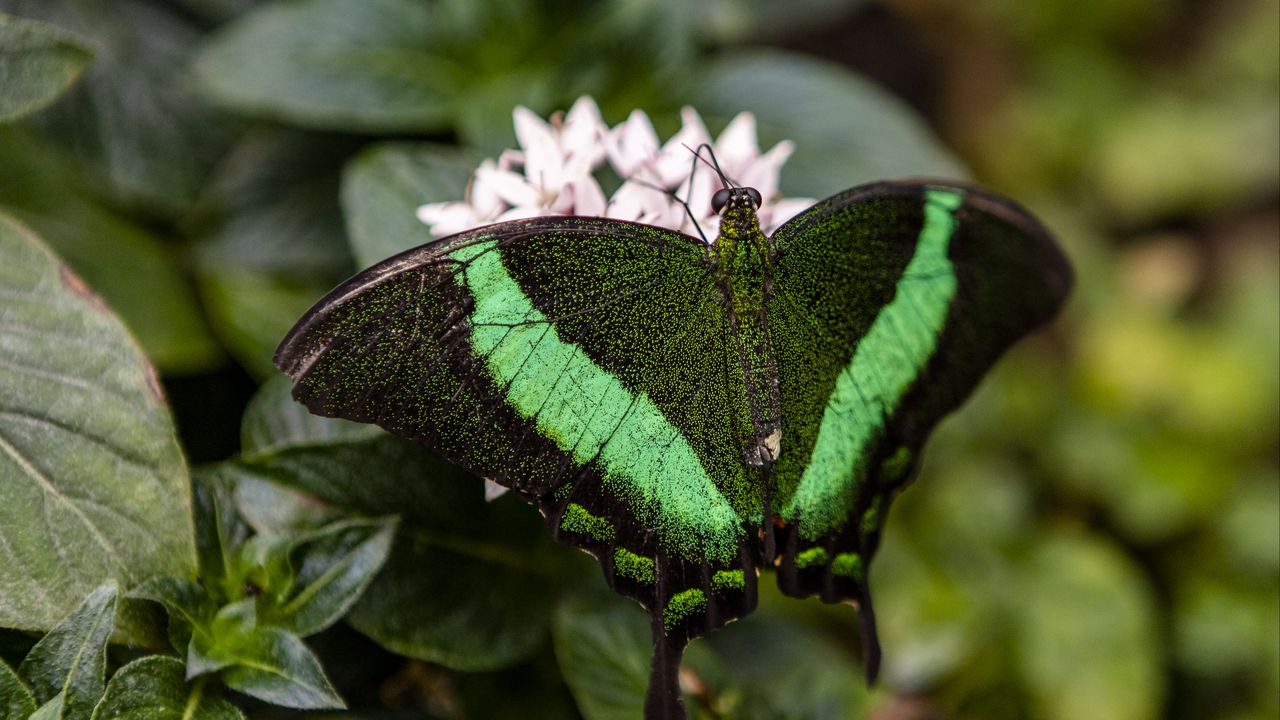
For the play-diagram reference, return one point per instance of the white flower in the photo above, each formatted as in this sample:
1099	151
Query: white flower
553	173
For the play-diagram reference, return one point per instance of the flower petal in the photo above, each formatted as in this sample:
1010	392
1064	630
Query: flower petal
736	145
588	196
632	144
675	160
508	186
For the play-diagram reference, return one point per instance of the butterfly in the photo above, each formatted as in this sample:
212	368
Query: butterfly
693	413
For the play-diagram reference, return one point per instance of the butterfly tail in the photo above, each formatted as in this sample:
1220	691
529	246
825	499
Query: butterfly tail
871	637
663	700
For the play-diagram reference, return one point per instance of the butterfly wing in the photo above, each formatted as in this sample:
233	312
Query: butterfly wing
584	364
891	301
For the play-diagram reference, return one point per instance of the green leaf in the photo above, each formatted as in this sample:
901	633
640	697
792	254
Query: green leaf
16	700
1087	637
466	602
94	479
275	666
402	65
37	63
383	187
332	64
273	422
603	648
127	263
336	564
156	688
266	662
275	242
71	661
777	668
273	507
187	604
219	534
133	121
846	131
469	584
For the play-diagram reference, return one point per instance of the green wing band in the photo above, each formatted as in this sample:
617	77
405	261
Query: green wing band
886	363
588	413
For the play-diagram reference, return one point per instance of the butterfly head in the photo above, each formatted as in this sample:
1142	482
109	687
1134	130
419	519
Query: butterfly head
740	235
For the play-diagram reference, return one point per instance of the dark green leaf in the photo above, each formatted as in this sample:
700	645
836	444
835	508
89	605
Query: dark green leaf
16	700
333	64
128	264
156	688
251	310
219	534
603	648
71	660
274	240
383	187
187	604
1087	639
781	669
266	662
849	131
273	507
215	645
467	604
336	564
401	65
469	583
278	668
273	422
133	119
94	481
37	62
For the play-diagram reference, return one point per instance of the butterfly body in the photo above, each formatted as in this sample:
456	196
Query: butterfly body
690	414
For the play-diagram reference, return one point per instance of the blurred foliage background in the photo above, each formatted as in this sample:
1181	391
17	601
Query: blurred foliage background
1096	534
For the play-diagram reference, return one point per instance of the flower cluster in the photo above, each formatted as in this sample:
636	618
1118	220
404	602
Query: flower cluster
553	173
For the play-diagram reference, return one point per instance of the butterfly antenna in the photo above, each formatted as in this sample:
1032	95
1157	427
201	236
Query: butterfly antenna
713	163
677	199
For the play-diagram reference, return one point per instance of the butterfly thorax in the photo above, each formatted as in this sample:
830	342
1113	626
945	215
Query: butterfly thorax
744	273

------

▶ [Instructions to follow] Could you retype every record exactly, leaving the pictures out?

▶ [Response]
For the play-diagram reference, return one point per instance of the white flower in the photo above, each formatted as in this sample:
1099	151
Query: white flower
553	173
For the play-diagram reference, return one point per instance of the flower petal in the photo above, each formatted as in this sample:
1010	392
1064	630
Query: flower petal
736	145
588	196
632	144
675	160
508	186
For the play-diagram reference, return one point per instance of the butterfly in the photo above, each formatted as in this sample:
212	368
Query: butterfly
693	413
For the play-diagram reference, return one point per instance of the butterfly tail in the photo above, each formatted as in this sample:
1220	691
529	246
825	499
Query: butterfly tail
871	637
663	700
For the play-diagram reference, return one point per instance of the butterfly wing in the photo above, each formatted as in this sample:
233	312
Query: butterfly wing
584	364
891	301
For the play-diagram reference, return one point per instance of the green leaf in the photo above, each formatted as in this sample:
901	633
640	697
792	254
Query: green leaf
16	700
1087	637
466	602
94	479
275	666
402	65
37	63
383	187
332	64
273	422
603	648
127	263
336	564
156	688
266	662
275	242
71	661
777	668
273	507
187	604
219	534
133	121
846	131
469	584
For the play-diagram reference, return one point per instance of the green wing band in the photo above, each formatted as in this sample:
617	77
405	261
Query: green wing band
886	363
588	413
For the play-diagram reference, return one point per instance of the butterfly head in the photo above, each formatted as in this sample:
1142	482
109	687
1134	130
419	519
Query: butterfly head
740	235
For the play-diagram reference, return one point per instance of the dark green leaf in the photo above, each formatted as in this sample:
700	645
836	444
835	508
89	605
Query: dark green leaf
16	700
333	64
128	264
156	688
251	310
219	534
603	648
71	660
274	240
383	187
187	604
1087	639
781	669
266	662
849	131
273	507
215	645
467	604
336	564
401	65
469	583
278	668
273	422
133	119
94	481
37	62
For the play-diagram reference, return one point per instance of the butterfly body in the photo above, each formatted as in this sample:
456	196
Query: butterfly body
690	414
For the play-diagram reference, return one point per instance of the blurred foliage background in the photo above, each formatted as in this sample:
1181	391
17	601
Query: blurred foliage background
1096	534
For the play-diagram reference, return one point per instance of the flower cluster in the photo above, each formatted as in this sample:
636	618
1118	220
404	602
Query: flower cluster
553	173
For the play-diagram reference, return one point per instance of the butterfly antenna in the photo above, each formatted as in this sample:
1032	95
1157	427
201	236
Query: butterfly antenna
713	163
677	199
For the play-diagram reference, return one point per instance of the butterfly thorax in the photo above, each formatted as in this sample:
830	342
1113	626
945	215
Query: butterfly thorax
744	273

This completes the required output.